## BLOC DE TEXTE
Le bio voit poindre les nuages dans son ciel bleu
Plus de 300 tonnes de pommes golden biologiques ont fini en jus et autres dérivés l’an dernier. Cette première surproduction massive de l’agriculture verte souligne les limites de son marché de niche.
Les producteurs, pour leur part, sont toujours moins nombreux à se convertir au bio.
Le ver est dans la pomme, c’est bien connu. L’an dernier, sur les 3200 tonnes de golden bio produites en Suisse, de 300 à 350 tonnes ont fini «en transformation», comme le disent les professionnels. Du jus, de la purée, rien de très rentable en tous cas.
«Le kilo est alors payé 30 centimes au lieu de 2 francs normalement, indique Thomas Haug. Ce qui ne rentabilise même pas le transport».
Ce gestionnaire de produit auprès de Bio Suisse a plusieurs explications à cette surproduction.
D’abord, les professionnels ont mal fait leur travail. Confrontés à une bonne récolte, ils ont cassé les prix trop tôt et fait preuve de laxisme en matière de marketing.
S’ajoute à cela le côté «conventionnel» de la golden. Une image de pomme trop propre sur elle qui la rend plus difficile à commercialiser sous le label bio que les variétés dites «résistantes».
Arrachage en cours
Les producteurs bio ont bien saisi l’enjeu. Les vieux pommiers à golden ne sont pas remplacés, les jeunes sont parfois arrachés. En clair, la proportion de la «dorée» sur les étals bio doit baisser.
Producteurs, transformateurs et distributeurs se sont également entendus pour mieux coordonner la commercialisation des diverses variétés de leur pommes, programme de marketing à l’appui.
Reste la question des limites du marché du bio. Pour de nombreux observateurs, la surproduction de la golden est un signe avant coureur: la demande des consommateurs pour le bio n’est pas infinie.
«Coop veut doubler la quote-part de ses pommes bio en dix ans (de 6 à 12%), indique Thomas Haug. Mais il faudra pour cela un gros travail à tous les niveaux de la chaîne de distribution.»
Dubitatif, Arnold Marti l’est aussi. Responsable du centre des produits fruits et légumes à swisscofel (groupement des distributeurs), il estime que la forte progression du marché du bio ces dernières années est en train de se tasser.

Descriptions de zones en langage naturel
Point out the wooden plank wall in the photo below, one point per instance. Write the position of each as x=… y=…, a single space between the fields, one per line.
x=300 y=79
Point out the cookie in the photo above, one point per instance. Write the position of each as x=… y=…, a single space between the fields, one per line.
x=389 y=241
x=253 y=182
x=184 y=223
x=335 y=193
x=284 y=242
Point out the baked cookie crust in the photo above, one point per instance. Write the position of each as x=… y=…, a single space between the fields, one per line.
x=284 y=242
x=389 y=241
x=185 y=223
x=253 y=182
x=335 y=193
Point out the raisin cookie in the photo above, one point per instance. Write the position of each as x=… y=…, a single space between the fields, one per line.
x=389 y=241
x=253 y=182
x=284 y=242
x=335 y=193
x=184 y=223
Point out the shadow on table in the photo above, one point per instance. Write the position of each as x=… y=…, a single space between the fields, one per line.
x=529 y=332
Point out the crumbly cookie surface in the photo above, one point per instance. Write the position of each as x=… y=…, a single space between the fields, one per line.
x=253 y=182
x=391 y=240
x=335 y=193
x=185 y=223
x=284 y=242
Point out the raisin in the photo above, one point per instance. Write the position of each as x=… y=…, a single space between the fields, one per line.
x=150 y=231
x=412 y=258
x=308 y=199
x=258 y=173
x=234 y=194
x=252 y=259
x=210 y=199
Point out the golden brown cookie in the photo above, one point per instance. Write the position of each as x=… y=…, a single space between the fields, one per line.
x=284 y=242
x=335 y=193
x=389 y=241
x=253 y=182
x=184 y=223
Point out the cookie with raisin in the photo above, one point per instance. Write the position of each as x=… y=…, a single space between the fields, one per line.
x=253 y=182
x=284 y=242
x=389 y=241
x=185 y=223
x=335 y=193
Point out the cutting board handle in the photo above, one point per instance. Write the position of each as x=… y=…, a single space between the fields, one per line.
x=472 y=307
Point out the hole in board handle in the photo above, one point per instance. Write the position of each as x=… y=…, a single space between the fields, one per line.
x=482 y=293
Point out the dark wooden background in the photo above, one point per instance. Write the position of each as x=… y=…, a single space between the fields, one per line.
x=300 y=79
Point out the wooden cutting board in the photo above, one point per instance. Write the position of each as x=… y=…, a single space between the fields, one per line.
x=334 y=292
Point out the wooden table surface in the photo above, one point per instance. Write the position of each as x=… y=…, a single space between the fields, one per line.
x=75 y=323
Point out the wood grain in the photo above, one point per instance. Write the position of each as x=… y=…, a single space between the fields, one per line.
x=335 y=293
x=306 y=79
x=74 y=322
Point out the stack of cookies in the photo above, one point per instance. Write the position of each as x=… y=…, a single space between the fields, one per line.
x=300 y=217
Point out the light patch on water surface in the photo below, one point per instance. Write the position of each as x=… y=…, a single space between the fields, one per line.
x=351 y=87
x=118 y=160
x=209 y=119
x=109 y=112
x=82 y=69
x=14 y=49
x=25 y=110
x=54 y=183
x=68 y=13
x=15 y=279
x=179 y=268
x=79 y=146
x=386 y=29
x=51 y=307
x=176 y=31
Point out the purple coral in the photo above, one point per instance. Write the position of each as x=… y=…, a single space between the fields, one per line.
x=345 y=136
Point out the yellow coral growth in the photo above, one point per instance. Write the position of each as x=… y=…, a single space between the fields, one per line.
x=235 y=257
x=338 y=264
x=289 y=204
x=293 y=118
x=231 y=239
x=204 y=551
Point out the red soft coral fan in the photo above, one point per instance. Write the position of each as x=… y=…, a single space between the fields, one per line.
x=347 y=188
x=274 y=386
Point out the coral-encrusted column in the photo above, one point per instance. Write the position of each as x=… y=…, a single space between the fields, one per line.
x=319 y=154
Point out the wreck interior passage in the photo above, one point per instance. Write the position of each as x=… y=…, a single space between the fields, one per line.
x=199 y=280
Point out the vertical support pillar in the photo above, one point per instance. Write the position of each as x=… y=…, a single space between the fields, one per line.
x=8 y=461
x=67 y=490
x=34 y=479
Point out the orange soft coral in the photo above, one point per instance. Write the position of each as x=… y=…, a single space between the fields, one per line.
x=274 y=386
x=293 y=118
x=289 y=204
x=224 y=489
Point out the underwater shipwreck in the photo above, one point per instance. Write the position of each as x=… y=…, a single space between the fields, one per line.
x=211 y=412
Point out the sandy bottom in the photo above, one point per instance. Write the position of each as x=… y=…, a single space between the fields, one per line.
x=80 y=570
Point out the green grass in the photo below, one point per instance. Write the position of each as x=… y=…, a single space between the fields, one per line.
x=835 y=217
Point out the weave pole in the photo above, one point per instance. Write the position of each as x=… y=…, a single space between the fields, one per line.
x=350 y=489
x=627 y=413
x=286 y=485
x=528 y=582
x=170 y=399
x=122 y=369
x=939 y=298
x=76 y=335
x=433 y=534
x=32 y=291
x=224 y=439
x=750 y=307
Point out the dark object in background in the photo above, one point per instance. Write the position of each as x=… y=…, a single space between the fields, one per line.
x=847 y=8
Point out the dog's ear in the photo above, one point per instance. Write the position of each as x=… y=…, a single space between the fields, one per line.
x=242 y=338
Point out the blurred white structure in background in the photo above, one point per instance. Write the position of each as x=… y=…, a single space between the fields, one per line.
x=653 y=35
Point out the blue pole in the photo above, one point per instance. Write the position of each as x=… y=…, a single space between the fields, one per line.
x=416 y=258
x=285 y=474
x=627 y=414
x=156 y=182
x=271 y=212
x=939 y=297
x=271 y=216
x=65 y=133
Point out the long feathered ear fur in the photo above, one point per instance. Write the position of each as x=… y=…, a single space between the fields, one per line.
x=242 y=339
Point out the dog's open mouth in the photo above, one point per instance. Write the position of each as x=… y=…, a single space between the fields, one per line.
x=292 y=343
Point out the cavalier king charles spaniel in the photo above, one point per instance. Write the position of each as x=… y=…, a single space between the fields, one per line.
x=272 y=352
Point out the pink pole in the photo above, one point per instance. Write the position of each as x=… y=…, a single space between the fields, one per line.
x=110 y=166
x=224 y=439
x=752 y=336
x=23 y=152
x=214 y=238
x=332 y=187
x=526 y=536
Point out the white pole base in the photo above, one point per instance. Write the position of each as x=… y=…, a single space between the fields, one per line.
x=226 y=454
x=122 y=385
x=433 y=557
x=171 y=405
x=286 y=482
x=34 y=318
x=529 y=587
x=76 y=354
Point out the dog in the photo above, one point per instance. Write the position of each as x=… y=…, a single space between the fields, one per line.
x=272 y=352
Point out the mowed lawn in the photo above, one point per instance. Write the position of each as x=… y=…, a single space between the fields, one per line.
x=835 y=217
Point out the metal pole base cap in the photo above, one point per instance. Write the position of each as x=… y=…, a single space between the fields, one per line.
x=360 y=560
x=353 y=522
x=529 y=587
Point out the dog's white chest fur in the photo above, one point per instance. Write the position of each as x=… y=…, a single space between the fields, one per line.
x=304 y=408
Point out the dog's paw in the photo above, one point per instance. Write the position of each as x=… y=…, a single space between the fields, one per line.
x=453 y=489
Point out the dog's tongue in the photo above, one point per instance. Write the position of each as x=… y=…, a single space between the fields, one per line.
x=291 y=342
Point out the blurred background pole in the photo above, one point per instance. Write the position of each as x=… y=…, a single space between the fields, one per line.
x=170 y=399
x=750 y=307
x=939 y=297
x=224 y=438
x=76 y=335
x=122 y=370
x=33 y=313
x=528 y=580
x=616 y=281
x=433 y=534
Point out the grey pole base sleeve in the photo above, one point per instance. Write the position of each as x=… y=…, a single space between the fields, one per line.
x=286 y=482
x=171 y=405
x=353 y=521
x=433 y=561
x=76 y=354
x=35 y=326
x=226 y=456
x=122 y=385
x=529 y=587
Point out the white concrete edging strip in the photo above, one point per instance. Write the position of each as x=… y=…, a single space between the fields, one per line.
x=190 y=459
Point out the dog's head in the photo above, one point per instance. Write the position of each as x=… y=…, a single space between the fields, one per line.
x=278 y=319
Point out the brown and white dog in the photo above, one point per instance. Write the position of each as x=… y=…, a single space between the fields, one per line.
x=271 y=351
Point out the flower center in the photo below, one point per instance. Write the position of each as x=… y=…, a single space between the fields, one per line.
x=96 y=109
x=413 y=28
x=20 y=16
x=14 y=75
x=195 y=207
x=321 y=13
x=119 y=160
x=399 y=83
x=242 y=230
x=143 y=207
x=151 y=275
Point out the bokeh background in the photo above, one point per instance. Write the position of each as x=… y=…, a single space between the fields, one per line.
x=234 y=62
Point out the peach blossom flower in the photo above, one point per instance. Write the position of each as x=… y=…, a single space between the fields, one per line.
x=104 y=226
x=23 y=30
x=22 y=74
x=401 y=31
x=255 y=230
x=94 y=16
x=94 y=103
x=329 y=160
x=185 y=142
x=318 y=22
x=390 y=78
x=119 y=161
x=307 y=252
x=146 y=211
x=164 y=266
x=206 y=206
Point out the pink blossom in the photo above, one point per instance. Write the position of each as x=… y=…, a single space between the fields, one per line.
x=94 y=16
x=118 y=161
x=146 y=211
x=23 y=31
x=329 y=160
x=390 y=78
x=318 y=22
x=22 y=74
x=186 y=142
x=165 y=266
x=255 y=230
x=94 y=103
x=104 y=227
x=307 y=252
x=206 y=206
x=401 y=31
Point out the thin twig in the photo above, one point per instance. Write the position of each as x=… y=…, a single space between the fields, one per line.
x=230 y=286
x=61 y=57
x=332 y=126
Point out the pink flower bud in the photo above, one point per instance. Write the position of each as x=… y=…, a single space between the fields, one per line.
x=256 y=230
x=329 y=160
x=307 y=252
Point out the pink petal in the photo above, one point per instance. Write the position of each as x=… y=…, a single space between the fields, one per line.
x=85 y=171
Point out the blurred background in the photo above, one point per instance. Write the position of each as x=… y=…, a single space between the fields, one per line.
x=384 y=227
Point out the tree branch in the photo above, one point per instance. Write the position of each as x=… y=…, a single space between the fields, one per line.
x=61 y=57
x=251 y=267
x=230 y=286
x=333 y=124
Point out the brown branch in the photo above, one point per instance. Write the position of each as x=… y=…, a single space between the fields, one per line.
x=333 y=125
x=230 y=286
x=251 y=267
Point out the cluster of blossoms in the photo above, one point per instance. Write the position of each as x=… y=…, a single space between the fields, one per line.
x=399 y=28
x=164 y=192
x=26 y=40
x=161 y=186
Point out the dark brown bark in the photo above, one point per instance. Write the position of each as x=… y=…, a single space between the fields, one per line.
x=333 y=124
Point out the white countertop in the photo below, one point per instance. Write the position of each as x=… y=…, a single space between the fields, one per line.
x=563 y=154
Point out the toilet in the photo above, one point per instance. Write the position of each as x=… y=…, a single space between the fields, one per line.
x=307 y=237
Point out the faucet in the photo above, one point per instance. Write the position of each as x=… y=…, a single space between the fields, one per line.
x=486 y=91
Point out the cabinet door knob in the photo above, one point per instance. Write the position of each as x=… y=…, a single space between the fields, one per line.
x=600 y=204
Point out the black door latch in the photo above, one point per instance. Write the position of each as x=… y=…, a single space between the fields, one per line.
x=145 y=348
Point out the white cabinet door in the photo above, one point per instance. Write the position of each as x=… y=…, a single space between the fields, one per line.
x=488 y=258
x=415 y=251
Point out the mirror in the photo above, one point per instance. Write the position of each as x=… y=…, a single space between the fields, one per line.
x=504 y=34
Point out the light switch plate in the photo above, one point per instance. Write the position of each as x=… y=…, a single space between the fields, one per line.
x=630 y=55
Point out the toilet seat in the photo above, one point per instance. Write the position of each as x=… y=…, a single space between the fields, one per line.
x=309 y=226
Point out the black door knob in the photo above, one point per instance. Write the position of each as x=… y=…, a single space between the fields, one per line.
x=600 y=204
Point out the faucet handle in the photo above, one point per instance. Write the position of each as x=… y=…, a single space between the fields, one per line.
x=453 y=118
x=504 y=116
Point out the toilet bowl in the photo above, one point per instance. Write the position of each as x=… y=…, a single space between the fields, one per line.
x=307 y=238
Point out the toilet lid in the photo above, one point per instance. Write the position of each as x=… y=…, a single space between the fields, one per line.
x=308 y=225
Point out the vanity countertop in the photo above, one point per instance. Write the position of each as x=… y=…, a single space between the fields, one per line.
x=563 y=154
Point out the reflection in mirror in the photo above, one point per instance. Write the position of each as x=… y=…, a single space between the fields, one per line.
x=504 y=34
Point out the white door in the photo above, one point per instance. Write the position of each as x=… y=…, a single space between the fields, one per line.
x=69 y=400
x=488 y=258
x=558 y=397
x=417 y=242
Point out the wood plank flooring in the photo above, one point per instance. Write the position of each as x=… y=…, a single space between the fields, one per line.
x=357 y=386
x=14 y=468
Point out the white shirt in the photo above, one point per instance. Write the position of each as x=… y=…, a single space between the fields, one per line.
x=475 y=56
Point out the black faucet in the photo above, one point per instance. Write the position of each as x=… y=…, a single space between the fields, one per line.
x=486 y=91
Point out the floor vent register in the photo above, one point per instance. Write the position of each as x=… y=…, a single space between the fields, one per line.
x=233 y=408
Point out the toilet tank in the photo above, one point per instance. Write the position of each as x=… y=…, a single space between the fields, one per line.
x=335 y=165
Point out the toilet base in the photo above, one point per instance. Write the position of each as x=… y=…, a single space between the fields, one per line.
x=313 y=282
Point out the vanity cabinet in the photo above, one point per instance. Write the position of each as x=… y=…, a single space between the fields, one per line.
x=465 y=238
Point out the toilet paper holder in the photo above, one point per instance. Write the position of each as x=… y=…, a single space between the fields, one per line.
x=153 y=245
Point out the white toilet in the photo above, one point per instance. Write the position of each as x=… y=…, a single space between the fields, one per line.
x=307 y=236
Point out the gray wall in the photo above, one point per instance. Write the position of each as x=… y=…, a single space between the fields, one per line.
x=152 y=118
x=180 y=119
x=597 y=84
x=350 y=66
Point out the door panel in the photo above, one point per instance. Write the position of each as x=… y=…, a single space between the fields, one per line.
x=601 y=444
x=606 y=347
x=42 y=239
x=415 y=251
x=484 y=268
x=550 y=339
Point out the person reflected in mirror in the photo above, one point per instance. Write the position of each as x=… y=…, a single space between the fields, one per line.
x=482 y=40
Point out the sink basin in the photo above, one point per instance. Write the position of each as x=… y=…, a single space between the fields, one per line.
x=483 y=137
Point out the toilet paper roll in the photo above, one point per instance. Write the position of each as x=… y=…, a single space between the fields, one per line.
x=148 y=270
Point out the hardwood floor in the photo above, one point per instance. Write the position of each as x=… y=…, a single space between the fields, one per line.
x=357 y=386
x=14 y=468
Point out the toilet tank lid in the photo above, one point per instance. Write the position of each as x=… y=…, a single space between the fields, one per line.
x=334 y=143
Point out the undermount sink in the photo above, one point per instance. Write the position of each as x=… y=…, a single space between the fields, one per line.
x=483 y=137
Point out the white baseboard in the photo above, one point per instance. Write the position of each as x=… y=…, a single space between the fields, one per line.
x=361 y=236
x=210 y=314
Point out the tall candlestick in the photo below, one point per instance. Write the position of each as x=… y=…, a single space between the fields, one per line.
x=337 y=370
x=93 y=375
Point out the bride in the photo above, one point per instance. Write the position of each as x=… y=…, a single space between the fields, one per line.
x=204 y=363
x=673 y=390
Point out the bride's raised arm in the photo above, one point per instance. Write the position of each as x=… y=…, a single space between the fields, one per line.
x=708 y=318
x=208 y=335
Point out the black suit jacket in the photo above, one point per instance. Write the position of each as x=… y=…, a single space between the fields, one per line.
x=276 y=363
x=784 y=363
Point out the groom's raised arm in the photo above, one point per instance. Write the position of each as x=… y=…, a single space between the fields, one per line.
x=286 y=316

## TÂCHES ET EXERCICES
[A] Recopiez tout ce qui va de « Ce gestionnaire de » jusqu'à « bio doit baisser. » dans l'article sur les pommes bio.
[B] Reprenez l'article sur la surproduction de golden bio après sa dernière phrase.

## RÉPONSES AUX TÂCHES
[A]
Ce gestionnaire de produit auprès de Bio Suisse a plusieurs explications à cette surproduction.
D’abord, les professionnels ont mal fait leur travail. Confrontés à une bonne récolte, ils ont cassé les prix trop tôt et fait preuve de laxisme en matière de marketing.
S’ajoute à cela le côté «conventionnel» de la golden. Une image de pomme trop propre sur elle qui la rend plus difficile à commercialiser sous le label bio que les variétés dites «résistantes».
Arrachage en cours
Les producteurs bio ont bien saisi l’enjeu. Les vieux pommiers à golden ne sont pas remplacés, les jeunes sont parfois arrachés. En clair, la proportion de la «dorée» sur les étals bio doit baisser.

[B]
Des règles plus strictes
Hormis les prix élevés, l’aspect pas toujours appétissant des produits et les difficultés sanitaires de certaines productions, Arnold Marti invoque une autre explication.
Face aux règles toujours plus strictes encadrant la production traditionnelle, le consommateur verra de moins en moins l’intérêt d’acheter bio.
«Entre 3 et 5% des consommateurs sont d’accord de payer plus cher, estime Arnold Marti. Mais je ne crois pas en une forte croissance de ce type de production».
Directeur de Bio Suisse, Stefan Odermatt est plus optimiste. «La croissance du marché va se poursuivre, mais moins rapidement. Selon les produits, entre 5% et 15% chaque année».
Le même Stefan Odermatt estime que «le bio représentera jusqu’à 15 à 20% du marché d’ici cinq à dix ans, contre 11% aujourd’hui».
Stagnation observée
Reste que l’offre a déjà couvert la demande pour certaines production comme les œufs ou le lait. «Le marché connaît une certaine saturation, confirme Stefan Odermatt. Mais pas de grosse surproduction».
Cela tombe plutôt bien, Bio Suisse note actuellement une relative stagnation des reconversions de l’agriculture traditionnelle vers le bio.
Vulgarisateur au ‘Forschunginstitut für biologischen Landbau’ (FIBL), Andreas Haseli fait un constat similaire pour la production de pommes bio.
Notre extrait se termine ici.